SET OF TASKS:
a) In the passage about the Hancock County trails plan, since when have a committee and paid consultants been working on the revised plan?
b) Carry on the passage about the Hancock County trails plan, starting right after its final sentence.

TEXT PASSAGE:
[START]
The Hancock County Area Plan Commission on Oct. 23 unanimously approved the trails plan after a public hearing on the issue, where more than 120 people came out to discuss the plan. The commission removed a section of a Pennsy-style multi-use trail from the plan along County Road 600N, between McCordsville and County Road 200W, after hearing property owner complaints.

A committee and paid consultants have been working on the revised trails plan since late 2017.

Gary Pool, county engineer, told the Hancock County Commissioners this week that several property owners concerned about the trails plan contacted him over the past week, many saying they’re afraid the county will take away their land to build trails. That’s not true, he said, since the plan is simply a vision and not a blueprint to seize people’s property. The trails plan is an update to a 2012 plan.

Pool said even though he’s in favor of having a trails plan, he advised the commissioners to not adopt the revision next week as scheduled. The plan had suffered a poorly informed public relations campaign online, Pool said.

“We’ve missed something locally,” he added.

After last week’s meeting, Pool said, many people incorrectly posted on Facebook that the plan would allow the county to take away property to build the suggested trails, including a proposed expansion of the Pennsy Trail. The county would work with property owners if officials ever pursue adding trails, he said.

Pool said he doesn’t want the misinformation on the trails plan to derail progress made by Pennsy Trails of Hancock County in working with county landowners on the best locations for a possible expansion. The organization for years has wanted to connect the trail between Greenfield and Cumberland.

The idea to update the county trails plan began a few years ago when Hancock County’s seven municipalities received a $25,000 grant from the Hancock County Community Foundation and also a $75,000 match from multiple local organizations.
[END]
Position annotation records:
[START]
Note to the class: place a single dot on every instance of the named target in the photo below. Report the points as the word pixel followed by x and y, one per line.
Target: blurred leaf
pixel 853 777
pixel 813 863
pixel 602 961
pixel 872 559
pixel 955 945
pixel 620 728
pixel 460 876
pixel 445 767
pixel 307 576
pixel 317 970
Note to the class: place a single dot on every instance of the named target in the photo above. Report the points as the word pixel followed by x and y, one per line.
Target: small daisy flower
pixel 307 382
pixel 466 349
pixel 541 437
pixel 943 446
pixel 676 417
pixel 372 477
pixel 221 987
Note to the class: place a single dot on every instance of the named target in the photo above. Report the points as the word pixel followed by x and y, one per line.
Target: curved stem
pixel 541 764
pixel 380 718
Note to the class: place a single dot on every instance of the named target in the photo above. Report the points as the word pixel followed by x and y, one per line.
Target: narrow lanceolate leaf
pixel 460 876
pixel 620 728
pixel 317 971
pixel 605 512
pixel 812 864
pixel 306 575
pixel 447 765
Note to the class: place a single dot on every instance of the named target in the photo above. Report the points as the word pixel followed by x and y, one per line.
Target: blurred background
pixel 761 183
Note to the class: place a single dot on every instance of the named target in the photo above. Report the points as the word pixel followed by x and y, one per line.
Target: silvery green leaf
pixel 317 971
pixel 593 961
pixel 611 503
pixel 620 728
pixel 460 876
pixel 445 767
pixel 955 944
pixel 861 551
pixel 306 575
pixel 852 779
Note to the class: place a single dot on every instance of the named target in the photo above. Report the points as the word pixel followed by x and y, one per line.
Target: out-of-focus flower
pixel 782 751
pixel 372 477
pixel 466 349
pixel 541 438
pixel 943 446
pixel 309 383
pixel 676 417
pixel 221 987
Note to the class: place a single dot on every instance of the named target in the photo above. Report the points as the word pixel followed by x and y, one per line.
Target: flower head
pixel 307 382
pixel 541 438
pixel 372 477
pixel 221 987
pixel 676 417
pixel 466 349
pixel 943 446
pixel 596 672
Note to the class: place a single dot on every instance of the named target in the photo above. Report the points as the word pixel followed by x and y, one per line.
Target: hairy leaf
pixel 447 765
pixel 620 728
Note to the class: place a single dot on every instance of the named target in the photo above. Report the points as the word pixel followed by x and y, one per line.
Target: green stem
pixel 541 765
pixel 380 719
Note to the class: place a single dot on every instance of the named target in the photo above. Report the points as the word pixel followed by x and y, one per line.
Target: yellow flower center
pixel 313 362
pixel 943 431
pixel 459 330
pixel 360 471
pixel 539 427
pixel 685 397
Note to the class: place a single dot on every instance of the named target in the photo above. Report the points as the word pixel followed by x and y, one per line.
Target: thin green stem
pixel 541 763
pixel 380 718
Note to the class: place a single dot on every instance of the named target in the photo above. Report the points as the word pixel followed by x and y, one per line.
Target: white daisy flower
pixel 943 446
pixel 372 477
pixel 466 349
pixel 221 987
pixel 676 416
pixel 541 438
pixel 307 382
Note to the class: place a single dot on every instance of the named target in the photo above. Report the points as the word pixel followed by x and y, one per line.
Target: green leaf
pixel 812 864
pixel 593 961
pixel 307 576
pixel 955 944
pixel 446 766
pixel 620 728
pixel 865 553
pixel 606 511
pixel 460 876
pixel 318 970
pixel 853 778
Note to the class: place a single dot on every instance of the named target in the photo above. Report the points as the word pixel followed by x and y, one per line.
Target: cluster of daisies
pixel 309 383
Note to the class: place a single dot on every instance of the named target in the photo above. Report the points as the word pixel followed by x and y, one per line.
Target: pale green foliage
[END]
TASK ANSWERS:
a) Since late 2017.

b)
The consultants on the project, Indianapolis-based Butler, Fairman & Seufert Civil Engineers and Health by Design, an initiative of Indianapolis nonprofit Alliance for Health Promotion, as well as a committee of 43 local representatives held several public meetings about the plan in Hancock County communities.

From those meetings and more than 900 public comments in person or online, the design firms made changes to the plan, such as removing a proposed trail between County Roads 600N and 100N near Mohawk, said Alan Hamersly, a consultant with Butler, Fairman & Seufert.

Brad Armstrong, president of the board of commissioners, said the trails plan process didn’t seem to balance the needs of residents on both sides of the issue — rural property owners who don’t want trails connecting communities and area planners and organization representatives who want a more robust county trail system.

“The objective would’ve been find trail routes that work,” Armstrong said if the plan would start over now. “Not, draw a line across property owners and stir up a bunch of issues.”

Armstrong reiterated to the consultants that the county didn’t pay for the trails plan revision, and the board of commissioners didn’t think an update was necessary.

Hamersly said if the commissioners don’t approve the revised plan and the 2012 plan stays in effect, the proposed trail through Mohawk won’t be withdrawn from the map as well as trails running along creek beds through county property owners’ back yards southwest of Fortville. Hamersly also said the updated plan suggested pedestrian- and bike-friendly lanes along roads in the eastern part of the county.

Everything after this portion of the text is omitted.